Selasa, 30 April 2013

Surat untuk .....

Surat untuk .....
Aku tidak tahu menamaimu apa? Terlalu sakit rasanya menyebutmu teman, tapi terlalu pengecut untuk menyebutmu kekasih.
Hari ini membuat aku gila. Dan aku baru tersadar kalau aku akan kehilanganmu setelah aku keluar dari gerbang ini.
Aku tidak mengerti mengapa aku begitu tergila-gila padamu. Jujur saja waktu itu aku menyukaimu (menceritakan pada setiap orang yang aku temui bahwa aku menyukaimu) hanya sebagai alasan agar rasa ditolak habis-habisan oleh lelaki jahanam tidak begitu ketara. Atau agar si lelaki merasa gagal telah menyakitiku. Nyatanya tidak. Intinya, kamu hanya dijadikan bahan pelarian terhadap dia yang sampai detik ini tidak pernah kutegur sapa karena pertama aku seorang pendendam, yang kedua karena seluruh sikapnya cukup sebagai alasan agar aku menjauhinya.
Ketika aku bersyukur kepada Tuhan karena akhirnya kita sekelas semua itu hanya akting. Mau tahu yang sebenarnya? Aku mengumpat dalam hati. Butuh tenaga ekstra menekan rasa maluku atas akting berlebihanku padamu.
Setelah itu apa yang terjadi? Aku malah terjebak pada dirimu. Mulanya aku memperhatikanmu, kemudian mengagumi segala kebodohanmu, mulai mengesampingkan poin-poin negatifmu. Ya, aku kena karma. Karena takut apa yang kurasakan tersebar (lagi) ke seluruh dunia aku pura-pura mendekati temanmu. Berpura-pura lebih sangat terhibur ketika bersamanya dari pada denganmu. Dan kemudian aku berpura-pura jatuh cinta pada adik kelas. Pembohong, sebut saja aku seperti itu. Semakin aku menyangkal semakin aku terjebak pada sosokmu.
Kalau ada yang bertanya mengapa aku tidak mengakui saja kalau aku menyukaimu meski dalam hati agar hidupku lebih nyaman? Kuberitahu alasannya. Aku ini orang yang sombong. Kamu itu jauh dari standart tipe yang aku buat. Kamu terlalu putih, terlalu kurus, terlalu berantakan, terlalu bodoh, dan kamu secara sifat terlalu sama denganku. Aku juga takut kalau ternyata cintaku bertepuk sebelah tangan. Makanya aku menyangkal, sampai saat ini saja aku masih tidak percaya bahwa kamu adalah orang pertama yang paling takut aku tinggalkan semenjak kelulusan.

[DATA TERSIMPAN]:
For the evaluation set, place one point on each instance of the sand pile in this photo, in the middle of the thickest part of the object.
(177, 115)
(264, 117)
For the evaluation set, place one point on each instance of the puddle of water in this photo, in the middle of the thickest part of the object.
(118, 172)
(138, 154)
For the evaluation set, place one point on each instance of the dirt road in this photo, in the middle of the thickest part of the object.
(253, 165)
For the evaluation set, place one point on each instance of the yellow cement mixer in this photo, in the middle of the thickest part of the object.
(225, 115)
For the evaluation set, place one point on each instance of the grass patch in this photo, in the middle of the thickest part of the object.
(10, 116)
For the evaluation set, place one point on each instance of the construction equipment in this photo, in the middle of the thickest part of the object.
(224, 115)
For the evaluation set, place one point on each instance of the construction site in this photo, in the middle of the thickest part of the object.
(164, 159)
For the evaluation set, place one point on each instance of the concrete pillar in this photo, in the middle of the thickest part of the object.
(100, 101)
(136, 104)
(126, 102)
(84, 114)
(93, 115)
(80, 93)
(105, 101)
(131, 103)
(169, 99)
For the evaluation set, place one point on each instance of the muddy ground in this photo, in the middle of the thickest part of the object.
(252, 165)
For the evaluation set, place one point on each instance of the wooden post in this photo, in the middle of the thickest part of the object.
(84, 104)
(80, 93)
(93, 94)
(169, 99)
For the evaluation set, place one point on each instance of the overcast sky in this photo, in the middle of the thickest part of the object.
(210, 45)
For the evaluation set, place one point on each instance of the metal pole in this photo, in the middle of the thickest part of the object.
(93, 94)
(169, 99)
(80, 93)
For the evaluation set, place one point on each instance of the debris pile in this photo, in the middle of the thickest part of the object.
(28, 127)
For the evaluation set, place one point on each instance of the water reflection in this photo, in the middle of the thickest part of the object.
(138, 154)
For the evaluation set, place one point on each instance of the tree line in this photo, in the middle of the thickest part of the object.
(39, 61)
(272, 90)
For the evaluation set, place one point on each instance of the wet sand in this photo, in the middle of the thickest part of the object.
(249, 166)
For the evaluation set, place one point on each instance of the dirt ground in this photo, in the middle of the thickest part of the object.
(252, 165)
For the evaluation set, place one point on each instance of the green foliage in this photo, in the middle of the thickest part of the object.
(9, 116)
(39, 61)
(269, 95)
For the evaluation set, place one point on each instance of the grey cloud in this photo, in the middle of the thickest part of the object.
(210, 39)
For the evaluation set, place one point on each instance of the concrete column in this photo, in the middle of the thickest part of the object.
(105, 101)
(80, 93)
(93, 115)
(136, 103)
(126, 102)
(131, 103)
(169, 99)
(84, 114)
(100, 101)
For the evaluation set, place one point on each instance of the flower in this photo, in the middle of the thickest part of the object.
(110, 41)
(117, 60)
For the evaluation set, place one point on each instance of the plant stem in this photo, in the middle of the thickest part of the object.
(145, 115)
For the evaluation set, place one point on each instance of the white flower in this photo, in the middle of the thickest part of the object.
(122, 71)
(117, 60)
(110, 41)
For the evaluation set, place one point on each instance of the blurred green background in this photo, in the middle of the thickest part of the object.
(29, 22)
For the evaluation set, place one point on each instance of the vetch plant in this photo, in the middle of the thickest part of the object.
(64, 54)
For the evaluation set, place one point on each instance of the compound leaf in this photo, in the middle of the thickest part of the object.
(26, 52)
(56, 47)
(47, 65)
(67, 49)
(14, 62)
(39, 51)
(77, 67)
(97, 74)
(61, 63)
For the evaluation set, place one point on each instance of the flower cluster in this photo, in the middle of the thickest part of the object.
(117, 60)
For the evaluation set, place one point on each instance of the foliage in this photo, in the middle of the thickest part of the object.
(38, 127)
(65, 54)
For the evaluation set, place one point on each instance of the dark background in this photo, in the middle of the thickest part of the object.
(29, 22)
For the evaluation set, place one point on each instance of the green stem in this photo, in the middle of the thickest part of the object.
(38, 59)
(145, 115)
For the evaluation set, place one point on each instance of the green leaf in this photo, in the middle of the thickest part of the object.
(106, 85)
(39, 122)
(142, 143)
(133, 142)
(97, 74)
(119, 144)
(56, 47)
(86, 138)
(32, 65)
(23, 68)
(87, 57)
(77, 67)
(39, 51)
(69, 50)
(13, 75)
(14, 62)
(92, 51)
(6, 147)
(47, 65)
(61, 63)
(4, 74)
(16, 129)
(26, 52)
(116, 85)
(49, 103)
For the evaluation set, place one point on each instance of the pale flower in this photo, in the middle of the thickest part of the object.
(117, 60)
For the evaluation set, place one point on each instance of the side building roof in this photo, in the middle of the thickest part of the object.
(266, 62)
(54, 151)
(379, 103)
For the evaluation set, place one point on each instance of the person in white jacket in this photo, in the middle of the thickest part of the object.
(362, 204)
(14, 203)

[RINCIAN SOAL]:
Lanjutkan surat pengakuan perasaan itu, mulai tepat setelah kalimat terakhirnya.

[HASIL AKHIR]:
Aku sangat dungu ketika jatuh cinta padamu. Tapi justru kedunguan itu membuatku merasa normal. Mencintaimu adalah kebodohan dan aku menyukainya, lalu kenapa?!
Jangan terlalu bangga. Kadang-kadang aku merasa sangat membencimu, tidak mau melihat wajahmu. Entah mengapa terkadang kamu mirip dengan seseorang yang namanya tidak bisa aku sebut. Dan orang yang namanya tidak bisa aku sebut adalah orang yang paling aku benci. Tapi itulah kehidupan selalu ada naik turun. Biar tidak monoton.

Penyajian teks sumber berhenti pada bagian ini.